Passage to read
The relatively selective COX-2 oxicam, meloxicam, was the first step towards developing a true COX-2 selective inhibitor. Coxibs, the newest class of NSAIDs, can be considered as true COX-2 selective inhibitors and include celecoxib, rofecoxib, valdecoxib, parecoxib and etoricoxib.

Aquaretics
An aquaretic is a class of drug that is used to promote aquaresis, the excretion of water without electrolyte loss.

Lithium, demeclocycline

Mechanism of Action

1.    Block ADH action on distal tubule and collecting duct. Blocking ADH decreases H2O permeability. H2O is not recovered (distal tubule) using osmotic draw of counter-current multiplier so aquaretics reduce water reabsorption (tubule to blood stream). 
2.    Net effect is an increase in free water clearance
 

DIURETICS

The basis for the use of diuretics is to promote sodium depletion (and thereby water) which leads to a decrease in extracellular fluid volume.
An important aspect of diuretic therapy is to prevent the development of tolerance to other antihypertensive drugs.

TYPES OF DIURETICS
A. Thiazide Diuretics examples include     chlorothiazide 
hydrochlorothiazide 
a concern with these drugs is the loss of potassium as well as sodium

B. Loop Diuretics (High Ceiling Diuretics) examples include 
furosemide (Lasix)
bumetanide
these compounds produce a powerful diuresis and are capable of producing severe derangements of electrolyte balance

C. Potassium Sparing Diuretics examples include
triamterene
amiloride 
spironolactone 
unlike the other diuretics, these agents do not cause loss of potassium

Mechanism of Action

Initial effects: through reduction of plasma volume and cardiac output.
Long term effect: through decrease in total peripheral vascular resistance.

Advantages

Documented reduction in cardiovascular morbidity and mortality.
Least expensive antihypertensive drugs.
Best drug for treatment of systolic hypertension and for hypertension in theelderly.
Can be combined with all other antihypertensive drugs to produce synergetic effect.

Collected data:
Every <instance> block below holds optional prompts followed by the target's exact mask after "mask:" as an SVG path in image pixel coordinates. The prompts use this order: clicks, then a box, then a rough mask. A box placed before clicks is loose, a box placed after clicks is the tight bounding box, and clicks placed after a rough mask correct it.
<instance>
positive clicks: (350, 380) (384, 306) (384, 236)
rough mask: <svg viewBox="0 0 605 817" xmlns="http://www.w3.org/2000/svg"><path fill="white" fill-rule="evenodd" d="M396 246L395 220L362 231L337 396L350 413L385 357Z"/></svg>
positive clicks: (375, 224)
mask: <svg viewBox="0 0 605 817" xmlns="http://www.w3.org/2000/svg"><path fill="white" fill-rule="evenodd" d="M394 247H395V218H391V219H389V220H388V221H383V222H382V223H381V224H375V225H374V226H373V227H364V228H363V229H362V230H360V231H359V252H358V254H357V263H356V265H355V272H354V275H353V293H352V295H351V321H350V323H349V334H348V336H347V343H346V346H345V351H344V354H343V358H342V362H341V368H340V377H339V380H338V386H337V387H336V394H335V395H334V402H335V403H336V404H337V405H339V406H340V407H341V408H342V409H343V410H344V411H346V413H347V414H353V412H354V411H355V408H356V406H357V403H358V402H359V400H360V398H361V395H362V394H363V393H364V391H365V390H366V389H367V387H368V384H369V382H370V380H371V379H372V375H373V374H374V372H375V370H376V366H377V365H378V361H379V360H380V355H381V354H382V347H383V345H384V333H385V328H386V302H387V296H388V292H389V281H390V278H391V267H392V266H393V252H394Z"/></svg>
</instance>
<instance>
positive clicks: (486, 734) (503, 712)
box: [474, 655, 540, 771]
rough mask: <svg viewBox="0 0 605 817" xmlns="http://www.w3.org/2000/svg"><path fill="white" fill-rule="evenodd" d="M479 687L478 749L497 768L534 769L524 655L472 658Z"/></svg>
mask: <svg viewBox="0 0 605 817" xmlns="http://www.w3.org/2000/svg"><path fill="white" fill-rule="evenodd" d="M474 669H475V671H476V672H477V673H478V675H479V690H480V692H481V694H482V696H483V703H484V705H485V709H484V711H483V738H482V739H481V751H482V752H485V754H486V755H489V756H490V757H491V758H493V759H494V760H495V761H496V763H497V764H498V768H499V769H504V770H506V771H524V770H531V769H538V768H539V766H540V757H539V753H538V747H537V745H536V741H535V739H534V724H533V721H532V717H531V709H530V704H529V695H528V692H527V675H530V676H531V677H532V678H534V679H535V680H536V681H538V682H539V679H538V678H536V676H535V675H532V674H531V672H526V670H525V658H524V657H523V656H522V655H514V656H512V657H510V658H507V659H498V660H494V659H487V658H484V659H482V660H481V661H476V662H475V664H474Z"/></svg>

Study questions
1. Return the passage of the drug-class notes running from "Initial effects: through" down to "hypertension in theelderly.", word for word.
2. Resume the drug-class notes on NSAIDs, aquaretics and diuretics, starting after their final sentence.

Answers to the exercise
1.
Initial effects: through reduction of plasma volume and cardiac output.
Long term effect: through decrease in total peripheral vascular resistance.

Advantages

Documented reduction in cardiovascular morbidity and mortality.
Least expensive antihypertensive drugs.
Best drug for treatment of systolic hypertension and for hypertension in theelderly.

2.
Side Effects
Metabolic effects (uncommon with small doses): hypokalemia,hypomagnesemia, hyponatremia, hyperuricemia, dyslipidemia (increased total
and LDL cholesterol), impaired glucose tolerance, and hypercalcemia (with thiazides).
Postural hypotension.
Impotence in up to 22% of patients.  

 Considerations
- Moderate salt restriction is the key for effective antihypertensive effect of diuretics and for protection from diuretic - induced hypokalaemia. 
- Thiazides are not effective in patients with renal failure (serum creatinine > 2mg /dl) because of reduced glomerular filtration rate.
- Frusemide needs frequent doses ( 2-3 /day ).Thiazides can be given once daily or every other day.
- Potassium supplements should not be routinely combined with thiazide or loop diuretics. They are indicated with hypokalemia (serum potassium < 3.5 mEq/L) especially with concomitant digitalis therapy or left ventricular hypertrophy.
- Nonsteroidal antiinflammatory drugs can antagonize diuretics effectiveness.

Special Indications

Diuretics should be the primary choice in all hypertensives.

They are indicated in:
- Volume dependent forms of hypertension: blacks, elderly, diabetic, renal and obese hypertensives.
- Hypertension complicated with heart failure.
- Resistant hypertension: loop diuretics in large doses are recommended.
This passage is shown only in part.